Given passage
########################################

Monday, February 23, 2015

Pursuing a Common Language

Attendees enjoy the 2015 C3 Conference trade show produced by CSI Willamette Valley Chapter at the Eugene Hilton (my photo)
Construction communication and collaboration was again the focus of the biggest design & construction forum on the annual calendar for the Willamette Valley Chapter of the Construction Specifications Institute. The well-attended C3 Conference took place this past Thursday at the Eugene Hilton Hotel & Conference Center. If you weren’t there, you missed out on a terrific opportunity to learn, network, and celebrate. 
Like the 2014 edition, this year’s conference rewarded attendees with the opportunity to attend free educational seminars and a diverse product show. The organizers underscored the conference’s communication and collaboration theme by inviting everyone in the local construction industry to attend. It brought together the people who build our community—the architects, engineers, contractors, suppliers, owners, bankers, and others—to advance matters of common interest. 
Jointly hosted by AIA-Southwestern Oregon and NAWIC Eugene, C3 spotlighted a growing optimism for the immediate future. The focus of this year’s event was the “Projects in the Pipe Line” dinner presentation. It featured leading lights from four institutions responsible for a notable percentage of planned future developments: 
Eugene School District 4J
Roosevelt Middle School design by Mahlum & Robertson/Sherwood/Architects

Jon Lauch is 4J’s Director of Facilities Management. Thanks to the munificence of Eugene’s voters, Jon could happily report about the progress of several major new school building projects: 
  • Howard Elementary School – Currently under construction, the design by PIVOT Architecture along with DOWA-IBI Group is scheduled for occupancy next February.
  • River Road Elementary School – Also designed by the team of PIVOT/DOWA-IBI, the new school’s site package will be executed this coming summer. Following will be completion of the school gymnasium by Summer 2016, with all construction completed by Fall of 2017.
  • Roosevelt Middle School – Now ready for bidding, the new Roosevelt Middle School is scheduled to be ready for students by Fall 2016. The project is designed by Robertson/Sherwood/Architects (my firm) with Mahlum Architects of Portland.
  • Jefferson Middle School/Arts & Technology Academy – Rowell Brokaw Architects has teamed with Opsis Architecture of Portland to design the massive makeover of the existing Jefferson Middle School. Construction will begin in Spring 2016 with a targeted completion date of Fall 2017.
  • Gilham Elementary School GMA Architects is designing a new addition for the school.

City of Springfield
Simpson's mural in downtown Springfield (my photo)

John Tamulonis is the Community Development Manager for the City of Springfield. Self-deprecatingly, John opened his presentation by claiming the city has no shortage of plans but is short on funds to implement them. But what big plans they are! They include significant and very real projects by other public agencies and private businesses who call Springfield home: 

City of Eugene
New Eugene City Hall (by Rowell Brokaw Architects & Miller/Hull)

########################################

Given entries
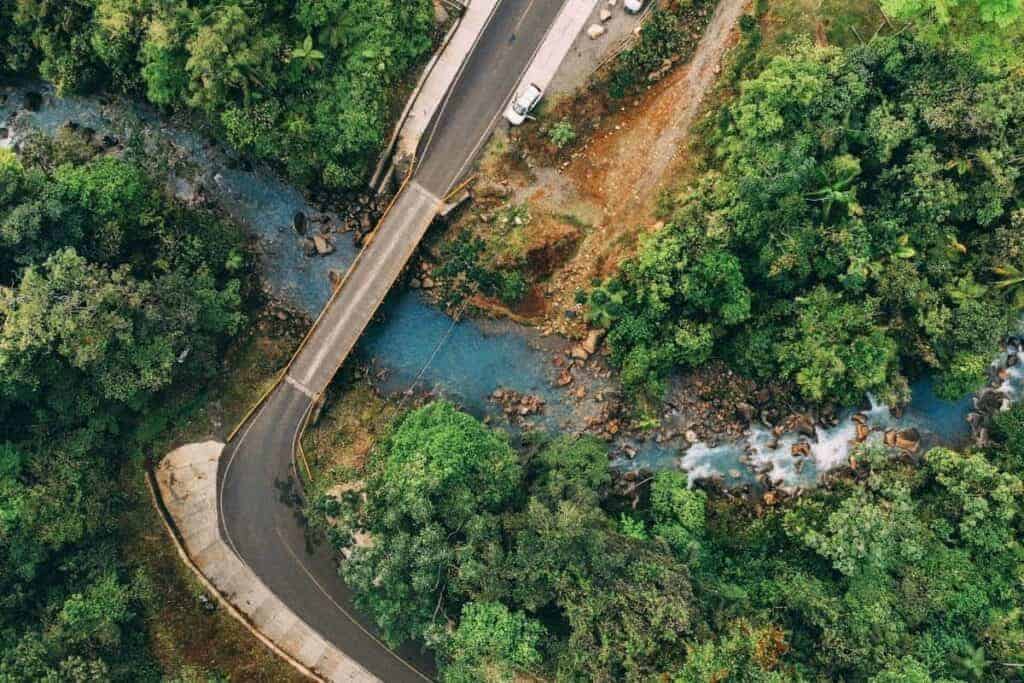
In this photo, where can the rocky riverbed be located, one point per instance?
(716, 425)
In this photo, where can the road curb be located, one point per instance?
(175, 534)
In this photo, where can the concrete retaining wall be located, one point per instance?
(186, 485)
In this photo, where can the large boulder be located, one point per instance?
(323, 245)
(591, 342)
(908, 439)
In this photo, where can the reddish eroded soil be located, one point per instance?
(612, 182)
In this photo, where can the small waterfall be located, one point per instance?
(467, 361)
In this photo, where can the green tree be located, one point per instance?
(492, 644)
(434, 491)
(991, 30)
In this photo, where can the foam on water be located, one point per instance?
(417, 343)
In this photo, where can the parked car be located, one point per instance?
(522, 104)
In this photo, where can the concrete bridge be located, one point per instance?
(231, 524)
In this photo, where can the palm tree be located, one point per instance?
(1012, 283)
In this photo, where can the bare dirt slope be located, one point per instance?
(613, 181)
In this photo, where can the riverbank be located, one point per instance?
(514, 376)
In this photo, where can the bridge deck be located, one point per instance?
(364, 291)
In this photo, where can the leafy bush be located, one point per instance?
(307, 85)
(904, 572)
(116, 294)
(859, 225)
(562, 133)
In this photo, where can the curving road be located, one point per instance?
(255, 522)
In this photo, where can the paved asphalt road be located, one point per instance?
(255, 522)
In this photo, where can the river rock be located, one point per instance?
(863, 431)
(184, 190)
(440, 14)
(989, 401)
(908, 439)
(593, 339)
(33, 100)
(323, 245)
(299, 222)
(745, 411)
(488, 190)
(805, 425)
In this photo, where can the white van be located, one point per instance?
(522, 104)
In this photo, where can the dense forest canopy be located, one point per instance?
(861, 223)
(110, 294)
(306, 84)
(511, 565)
(992, 31)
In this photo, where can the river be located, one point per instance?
(466, 361)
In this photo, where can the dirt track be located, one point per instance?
(615, 179)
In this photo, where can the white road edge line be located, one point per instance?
(505, 101)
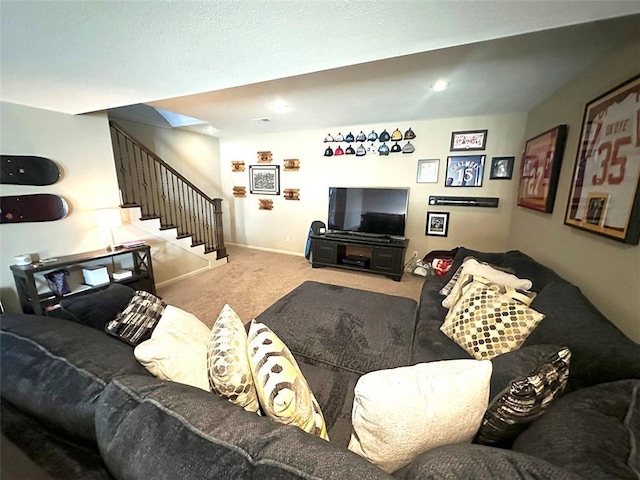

########################################

What the exercise asks
In the post about the 2015 C3 Conference, when is the new Roosevelt Middle School scheduled to be ready for students?

Result
By Fall 2016.